_PROBLEM STATEMENT_
Show each line in the records below that includes the word "ceiling", copied in full.

[Start RECORDS SHOWN]

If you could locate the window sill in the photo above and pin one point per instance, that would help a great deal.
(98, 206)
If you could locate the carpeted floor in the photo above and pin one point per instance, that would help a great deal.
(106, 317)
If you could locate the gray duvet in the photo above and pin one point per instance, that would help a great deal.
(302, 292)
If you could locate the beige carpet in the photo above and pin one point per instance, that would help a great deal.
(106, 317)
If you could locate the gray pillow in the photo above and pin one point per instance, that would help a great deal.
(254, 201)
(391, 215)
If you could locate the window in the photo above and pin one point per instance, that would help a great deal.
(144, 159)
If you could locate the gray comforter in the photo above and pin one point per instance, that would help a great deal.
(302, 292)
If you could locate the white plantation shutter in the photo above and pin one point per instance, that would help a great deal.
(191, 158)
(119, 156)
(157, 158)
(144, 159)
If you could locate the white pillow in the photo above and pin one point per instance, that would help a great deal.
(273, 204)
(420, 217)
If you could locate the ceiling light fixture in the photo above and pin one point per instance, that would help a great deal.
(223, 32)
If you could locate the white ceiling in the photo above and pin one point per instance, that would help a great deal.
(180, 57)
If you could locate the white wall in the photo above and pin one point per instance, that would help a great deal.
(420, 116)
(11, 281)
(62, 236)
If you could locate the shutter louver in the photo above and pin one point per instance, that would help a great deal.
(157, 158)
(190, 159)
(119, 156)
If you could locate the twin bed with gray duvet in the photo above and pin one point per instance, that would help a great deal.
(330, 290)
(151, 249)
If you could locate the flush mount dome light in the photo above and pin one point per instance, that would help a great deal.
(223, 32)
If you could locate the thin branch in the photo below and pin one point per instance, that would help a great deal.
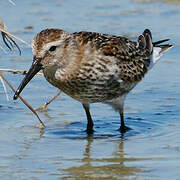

[End RECORDS SHOWN]

_SOLUTION TO THE PROBLEM_
If you could locate the ceiling light fixture in the photo above and pin one point per instance, that would help a great deal.
If you could locate the white ceiling in the photo above and pin one point per instance, that would help a great deal.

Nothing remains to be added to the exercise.